#### Requirement:
Transcribe only the part of the listing below that begins at the line containing "steps in this photo." and runs to its final line, keeping both ends.

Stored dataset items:
<<<<
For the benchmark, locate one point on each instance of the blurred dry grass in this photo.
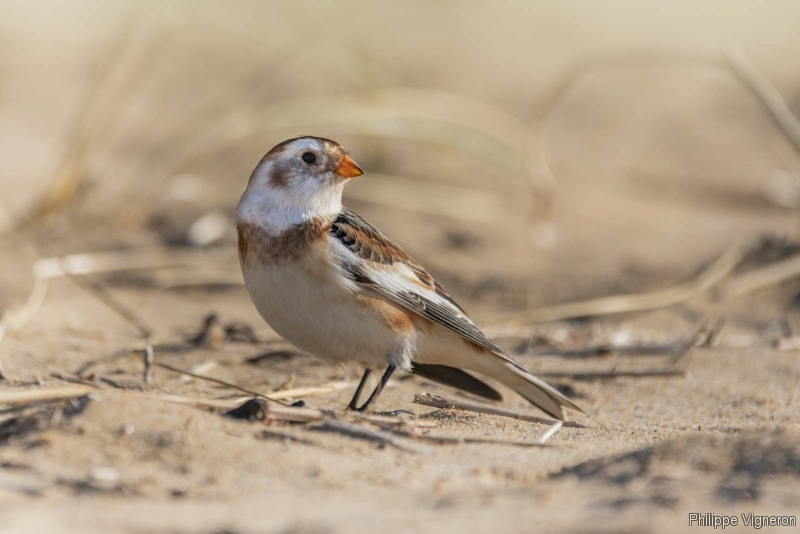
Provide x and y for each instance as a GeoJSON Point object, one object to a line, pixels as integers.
{"type": "Point", "coordinates": [530, 154]}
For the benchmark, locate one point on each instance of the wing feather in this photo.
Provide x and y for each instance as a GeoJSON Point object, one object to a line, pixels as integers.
{"type": "Point", "coordinates": [387, 270]}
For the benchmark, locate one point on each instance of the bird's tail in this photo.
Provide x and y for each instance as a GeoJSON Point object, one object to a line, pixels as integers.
{"type": "Point", "coordinates": [535, 390]}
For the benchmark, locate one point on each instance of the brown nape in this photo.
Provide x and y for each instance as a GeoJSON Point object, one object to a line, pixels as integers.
{"type": "Point", "coordinates": [290, 244]}
{"type": "Point", "coordinates": [279, 176]}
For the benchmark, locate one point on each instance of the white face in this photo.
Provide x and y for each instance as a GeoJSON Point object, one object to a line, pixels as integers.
{"type": "Point", "coordinates": [297, 180]}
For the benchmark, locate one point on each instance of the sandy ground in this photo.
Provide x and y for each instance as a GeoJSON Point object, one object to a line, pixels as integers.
{"type": "Point", "coordinates": [658, 171]}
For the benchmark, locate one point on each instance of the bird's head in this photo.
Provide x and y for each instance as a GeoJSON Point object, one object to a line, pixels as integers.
{"type": "Point", "coordinates": [297, 180]}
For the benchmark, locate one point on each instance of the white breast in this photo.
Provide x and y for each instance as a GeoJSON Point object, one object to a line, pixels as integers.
{"type": "Point", "coordinates": [309, 303]}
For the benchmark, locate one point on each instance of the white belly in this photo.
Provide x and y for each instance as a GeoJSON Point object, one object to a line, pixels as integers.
{"type": "Point", "coordinates": [307, 303]}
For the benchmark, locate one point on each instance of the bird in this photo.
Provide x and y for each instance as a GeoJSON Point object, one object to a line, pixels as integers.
{"type": "Point", "coordinates": [335, 286]}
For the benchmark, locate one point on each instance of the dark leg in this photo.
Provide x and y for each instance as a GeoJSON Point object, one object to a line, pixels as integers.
{"type": "Point", "coordinates": [375, 394]}
{"type": "Point", "coordinates": [354, 401]}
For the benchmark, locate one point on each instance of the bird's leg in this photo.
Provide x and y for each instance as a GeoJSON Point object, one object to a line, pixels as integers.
{"type": "Point", "coordinates": [354, 401]}
{"type": "Point", "coordinates": [376, 393]}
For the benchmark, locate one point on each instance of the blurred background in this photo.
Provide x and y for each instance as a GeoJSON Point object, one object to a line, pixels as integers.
{"type": "Point", "coordinates": [529, 154]}
{"type": "Point", "coordinates": [606, 131]}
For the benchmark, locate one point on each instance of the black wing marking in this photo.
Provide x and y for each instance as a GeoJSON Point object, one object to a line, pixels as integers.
{"type": "Point", "coordinates": [439, 313]}
{"type": "Point", "coordinates": [370, 244]}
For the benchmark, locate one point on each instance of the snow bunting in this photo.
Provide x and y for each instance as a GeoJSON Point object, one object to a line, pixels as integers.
{"type": "Point", "coordinates": [333, 285]}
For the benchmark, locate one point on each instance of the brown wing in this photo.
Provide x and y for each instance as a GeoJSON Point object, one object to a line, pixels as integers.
{"type": "Point", "coordinates": [422, 295]}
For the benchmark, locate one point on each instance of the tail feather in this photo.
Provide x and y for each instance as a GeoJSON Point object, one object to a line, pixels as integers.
{"type": "Point", "coordinates": [535, 390]}
{"type": "Point", "coordinates": [456, 378]}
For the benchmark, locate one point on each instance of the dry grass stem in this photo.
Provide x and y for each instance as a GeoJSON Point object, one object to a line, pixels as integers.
{"type": "Point", "coordinates": [763, 277]}
{"type": "Point", "coordinates": [372, 434]}
{"type": "Point", "coordinates": [435, 401]}
{"type": "Point", "coordinates": [551, 432]}
{"type": "Point", "coordinates": [148, 364]}
{"type": "Point", "coordinates": [768, 95]}
{"type": "Point", "coordinates": [44, 395]}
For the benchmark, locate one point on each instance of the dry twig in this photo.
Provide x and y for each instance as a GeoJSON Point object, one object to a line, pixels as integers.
{"type": "Point", "coordinates": [436, 401]}
{"type": "Point", "coordinates": [768, 95]}
{"type": "Point", "coordinates": [44, 395]}
{"type": "Point", "coordinates": [372, 434]}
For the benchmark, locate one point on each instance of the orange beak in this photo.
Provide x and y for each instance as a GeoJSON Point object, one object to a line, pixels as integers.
{"type": "Point", "coordinates": [348, 168]}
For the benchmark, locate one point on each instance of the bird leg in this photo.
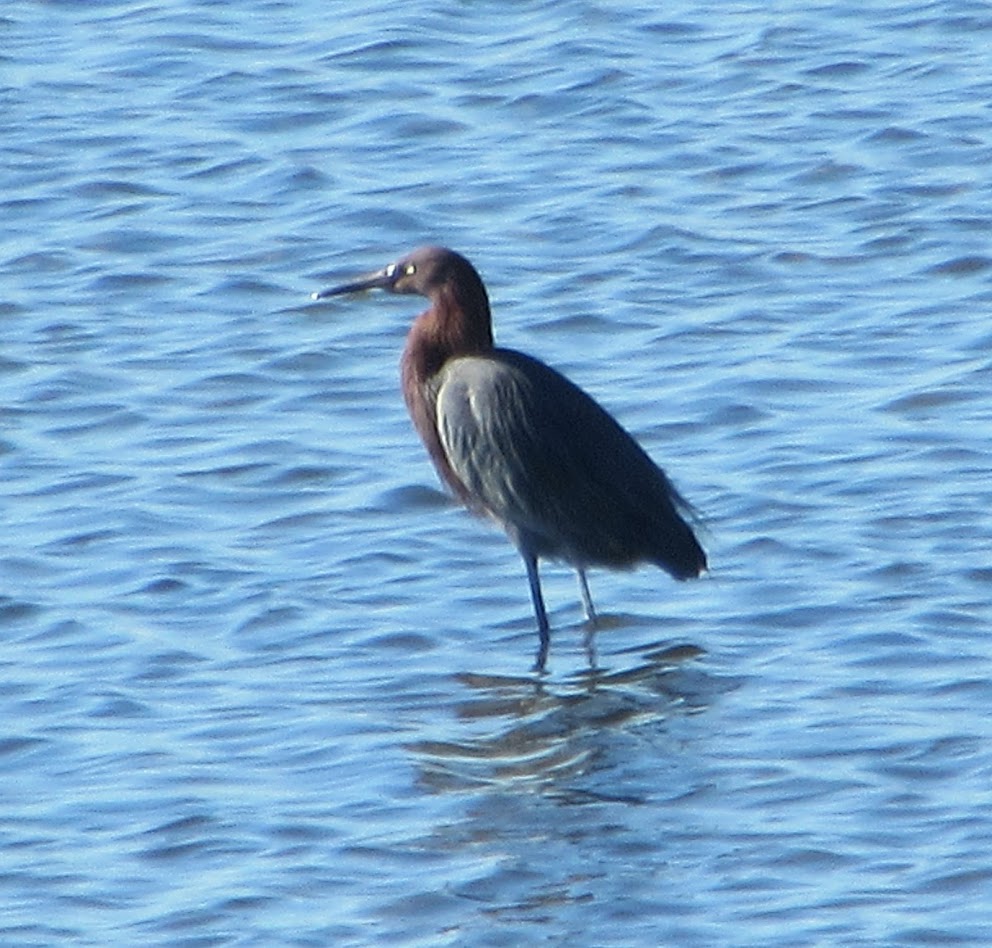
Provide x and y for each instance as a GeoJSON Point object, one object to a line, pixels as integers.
{"type": "Point", "coordinates": [543, 629]}
{"type": "Point", "coordinates": [586, 598]}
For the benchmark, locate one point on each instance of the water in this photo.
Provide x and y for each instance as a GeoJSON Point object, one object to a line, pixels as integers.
{"type": "Point", "coordinates": [263, 684]}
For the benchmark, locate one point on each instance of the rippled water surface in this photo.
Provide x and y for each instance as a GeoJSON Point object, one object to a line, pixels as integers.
{"type": "Point", "coordinates": [263, 684]}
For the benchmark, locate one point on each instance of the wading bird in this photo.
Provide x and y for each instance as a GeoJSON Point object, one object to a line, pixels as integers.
{"type": "Point", "coordinates": [518, 442]}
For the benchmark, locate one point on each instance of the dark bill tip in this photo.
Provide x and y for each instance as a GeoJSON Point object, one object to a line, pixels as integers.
{"type": "Point", "coordinates": [381, 279]}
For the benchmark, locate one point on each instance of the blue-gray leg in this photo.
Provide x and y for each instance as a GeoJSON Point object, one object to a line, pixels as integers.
{"type": "Point", "coordinates": [586, 598]}
{"type": "Point", "coordinates": [543, 629]}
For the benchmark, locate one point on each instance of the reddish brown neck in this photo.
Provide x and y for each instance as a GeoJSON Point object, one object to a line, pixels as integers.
{"type": "Point", "coordinates": [445, 331]}
{"type": "Point", "coordinates": [450, 327]}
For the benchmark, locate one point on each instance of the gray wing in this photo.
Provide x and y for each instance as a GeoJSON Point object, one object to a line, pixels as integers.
{"type": "Point", "coordinates": [555, 469]}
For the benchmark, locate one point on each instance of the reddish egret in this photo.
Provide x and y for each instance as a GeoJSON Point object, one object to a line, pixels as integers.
{"type": "Point", "coordinates": [518, 442]}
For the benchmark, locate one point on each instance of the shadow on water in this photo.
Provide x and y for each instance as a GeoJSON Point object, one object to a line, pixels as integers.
{"type": "Point", "coordinates": [552, 738]}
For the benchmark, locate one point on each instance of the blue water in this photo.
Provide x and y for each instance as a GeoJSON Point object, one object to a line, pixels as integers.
{"type": "Point", "coordinates": [263, 684]}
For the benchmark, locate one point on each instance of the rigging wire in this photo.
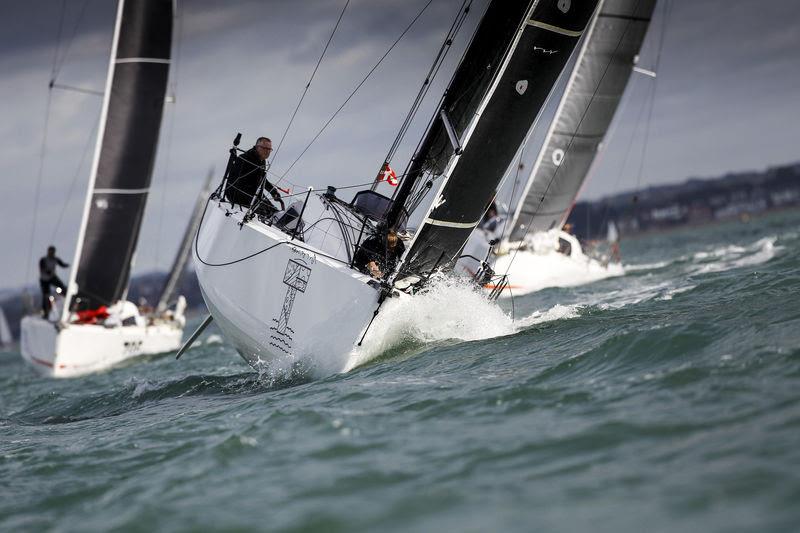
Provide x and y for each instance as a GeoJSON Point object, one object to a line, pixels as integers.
{"type": "Point", "coordinates": [57, 68]}
{"type": "Point", "coordinates": [89, 142]}
{"type": "Point", "coordinates": [667, 10]}
{"type": "Point", "coordinates": [308, 85]}
{"type": "Point", "coordinates": [43, 149]}
{"type": "Point", "coordinates": [364, 80]}
{"type": "Point", "coordinates": [438, 61]}
{"type": "Point", "coordinates": [170, 135]}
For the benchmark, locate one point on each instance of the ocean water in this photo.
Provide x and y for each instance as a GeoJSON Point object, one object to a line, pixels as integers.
{"type": "Point", "coordinates": [664, 400]}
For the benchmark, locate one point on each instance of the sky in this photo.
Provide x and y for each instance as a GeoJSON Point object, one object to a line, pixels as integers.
{"type": "Point", "coordinates": [726, 99]}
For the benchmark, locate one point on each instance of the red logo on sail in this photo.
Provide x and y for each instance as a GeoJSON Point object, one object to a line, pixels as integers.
{"type": "Point", "coordinates": [388, 175]}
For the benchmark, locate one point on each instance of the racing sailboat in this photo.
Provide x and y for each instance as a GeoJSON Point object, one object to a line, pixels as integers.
{"type": "Point", "coordinates": [96, 327]}
{"type": "Point", "coordinates": [535, 251]}
{"type": "Point", "coordinates": [285, 290]}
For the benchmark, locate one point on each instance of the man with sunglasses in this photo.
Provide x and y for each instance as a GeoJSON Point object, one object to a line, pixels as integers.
{"type": "Point", "coordinates": [247, 173]}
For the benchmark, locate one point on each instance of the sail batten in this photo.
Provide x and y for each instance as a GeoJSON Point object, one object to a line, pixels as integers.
{"type": "Point", "coordinates": [125, 153]}
{"type": "Point", "coordinates": [536, 41]}
{"type": "Point", "coordinates": [595, 87]}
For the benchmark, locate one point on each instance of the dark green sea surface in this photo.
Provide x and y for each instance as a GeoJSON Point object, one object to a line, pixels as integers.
{"type": "Point", "coordinates": [664, 400]}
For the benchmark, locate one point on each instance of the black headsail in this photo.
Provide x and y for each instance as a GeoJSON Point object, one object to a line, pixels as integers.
{"type": "Point", "coordinates": [595, 87]}
{"type": "Point", "coordinates": [498, 90]}
{"type": "Point", "coordinates": [125, 152]}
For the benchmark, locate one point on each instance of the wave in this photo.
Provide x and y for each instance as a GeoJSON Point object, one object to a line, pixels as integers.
{"type": "Point", "coordinates": [734, 256]}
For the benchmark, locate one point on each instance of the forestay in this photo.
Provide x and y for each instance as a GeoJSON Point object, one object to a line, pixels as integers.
{"type": "Point", "coordinates": [125, 152]}
{"type": "Point", "coordinates": [498, 90]}
{"type": "Point", "coordinates": [601, 72]}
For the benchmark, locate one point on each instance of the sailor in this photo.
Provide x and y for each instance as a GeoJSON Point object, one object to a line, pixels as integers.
{"type": "Point", "coordinates": [564, 246]}
{"type": "Point", "coordinates": [379, 254]}
{"type": "Point", "coordinates": [48, 277]}
{"type": "Point", "coordinates": [247, 173]}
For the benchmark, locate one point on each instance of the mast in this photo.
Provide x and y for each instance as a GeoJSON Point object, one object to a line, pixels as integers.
{"type": "Point", "coordinates": [185, 248]}
{"type": "Point", "coordinates": [124, 153]}
{"type": "Point", "coordinates": [515, 58]}
{"type": "Point", "coordinates": [592, 95]}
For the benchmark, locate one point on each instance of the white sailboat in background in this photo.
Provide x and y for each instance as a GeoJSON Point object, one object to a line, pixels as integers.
{"type": "Point", "coordinates": [285, 292]}
{"type": "Point", "coordinates": [534, 251]}
{"type": "Point", "coordinates": [5, 331]}
{"type": "Point", "coordinates": [93, 327]}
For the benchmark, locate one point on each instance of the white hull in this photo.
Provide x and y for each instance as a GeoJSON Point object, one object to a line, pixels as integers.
{"type": "Point", "coordinates": [531, 271]}
{"type": "Point", "coordinates": [537, 264]}
{"type": "Point", "coordinates": [291, 304]}
{"type": "Point", "coordinates": [80, 349]}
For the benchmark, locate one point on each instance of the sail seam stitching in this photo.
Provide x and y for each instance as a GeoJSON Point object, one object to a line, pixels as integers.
{"type": "Point", "coordinates": [447, 224]}
{"type": "Point", "coordinates": [142, 60]}
{"type": "Point", "coordinates": [555, 29]}
{"type": "Point", "coordinates": [121, 191]}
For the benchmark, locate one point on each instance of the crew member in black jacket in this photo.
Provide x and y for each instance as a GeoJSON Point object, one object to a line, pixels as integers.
{"type": "Point", "coordinates": [248, 171]}
{"type": "Point", "coordinates": [378, 255]}
{"type": "Point", "coordinates": [48, 277]}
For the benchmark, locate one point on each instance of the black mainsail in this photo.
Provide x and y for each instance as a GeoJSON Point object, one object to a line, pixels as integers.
{"type": "Point", "coordinates": [598, 80]}
{"type": "Point", "coordinates": [125, 152]}
{"type": "Point", "coordinates": [495, 96]}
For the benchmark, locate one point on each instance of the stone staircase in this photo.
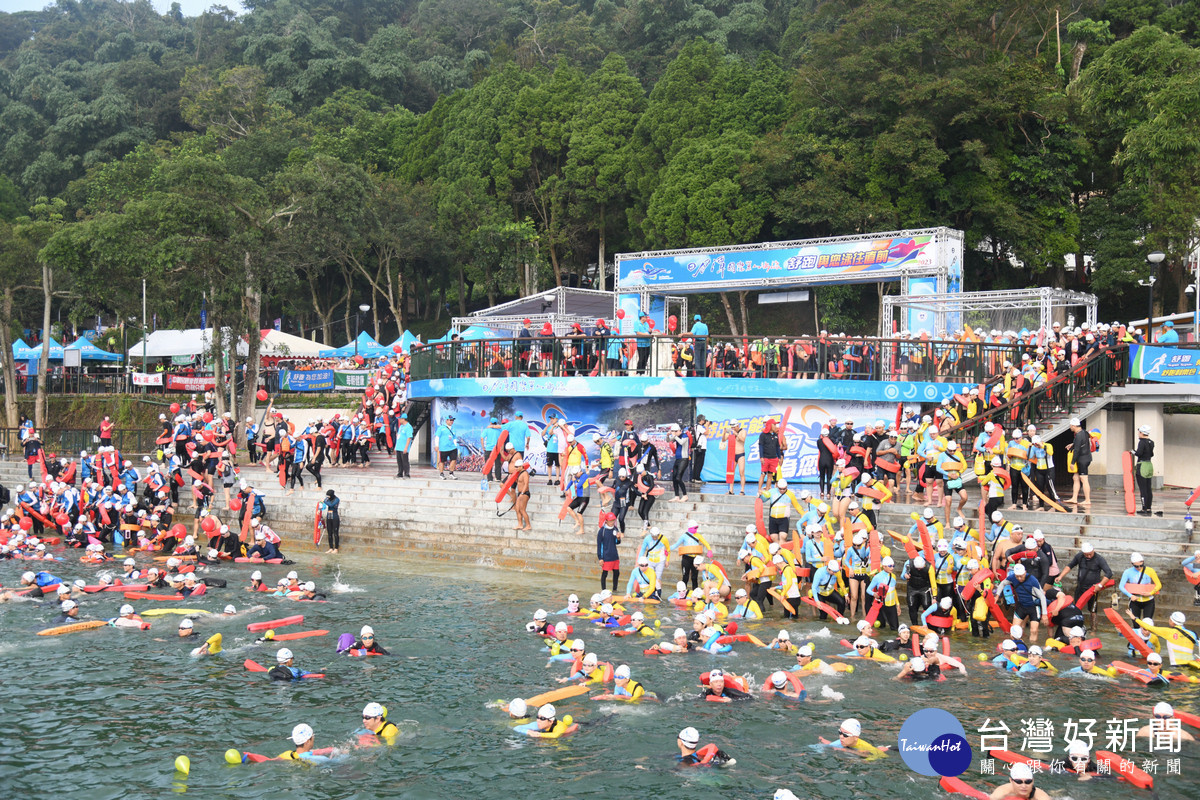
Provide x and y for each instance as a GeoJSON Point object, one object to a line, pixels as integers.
{"type": "Point", "coordinates": [427, 517]}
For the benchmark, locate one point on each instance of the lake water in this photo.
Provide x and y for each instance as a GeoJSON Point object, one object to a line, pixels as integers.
{"type": "Point", "coordinates": [107, 711]}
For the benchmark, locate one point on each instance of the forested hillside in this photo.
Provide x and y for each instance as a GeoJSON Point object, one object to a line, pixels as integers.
{"type": "Point", "coordinates": [431, 157]}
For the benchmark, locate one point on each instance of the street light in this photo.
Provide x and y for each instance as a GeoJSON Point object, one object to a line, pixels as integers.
{"type": "Point", "coordinates": [358, 325]}
{"type": "Point", "coordinates": [1155, 259]}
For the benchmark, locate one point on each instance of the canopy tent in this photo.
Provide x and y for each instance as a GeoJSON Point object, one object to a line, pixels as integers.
{"type": "Point", "coordinates": [35, 354]}
{"type": "Point", "coordinates": [366, 347]}
{"type": "Point", "coordinates": [405, 342]}
{"type": "Point", "coordinates": [474, 334]}
{"type": "Point", "coordinates": [561, 307]}
{"type": "Point", "coordinates": [89, 352]}
{"type": "Point", "coordinates": [192, 341]}
{"type": "Point", "coordinates": [277, 344]}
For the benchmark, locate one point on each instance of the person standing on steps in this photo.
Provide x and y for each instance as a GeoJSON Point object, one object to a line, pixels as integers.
{"type": "Point", "coordinates": [448, 447]}
{"type": "Point", "coordinates": [333, 519]}
{"type": "Point", "coordinates": [1081, 453]}
{"type": "Point", "coordinates": [700, 450]}
{"type": "Point", "coordinates": [403, 441]}
{"type": "Point", "coordinates": [1144, 470]}
{"type": "Point", "coordinates": [681, 469]}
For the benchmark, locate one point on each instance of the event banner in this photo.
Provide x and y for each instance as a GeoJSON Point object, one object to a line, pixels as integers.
>>>>
#### Task result:
For the benchmark, locate one point on each instance of the person standing on steps in this photo.
Provide x and y for each instance as a GeoJSON Point object, one object to a line, pixels as integers.
{"type": "Point", "coordinates": [448, 447]}
{"type": "Point", "coordinates": [333, 519]}
{"type": "Point", "coordinates": [1081, 453]}
{"type": "Point", "coordinates": [700, 450]}
{"type": "Point", "coordinates": [403, 441]}
{"type": "Point", "coordinates": [1144, 470]}
{"type": "Point", "coordinates": [681, 469]}
For the benchmark, locate one point on each instance of the event banner in this photo.
Provide x and y for each instance as a GeoJSON Point object, one object to a line, pixels as integers.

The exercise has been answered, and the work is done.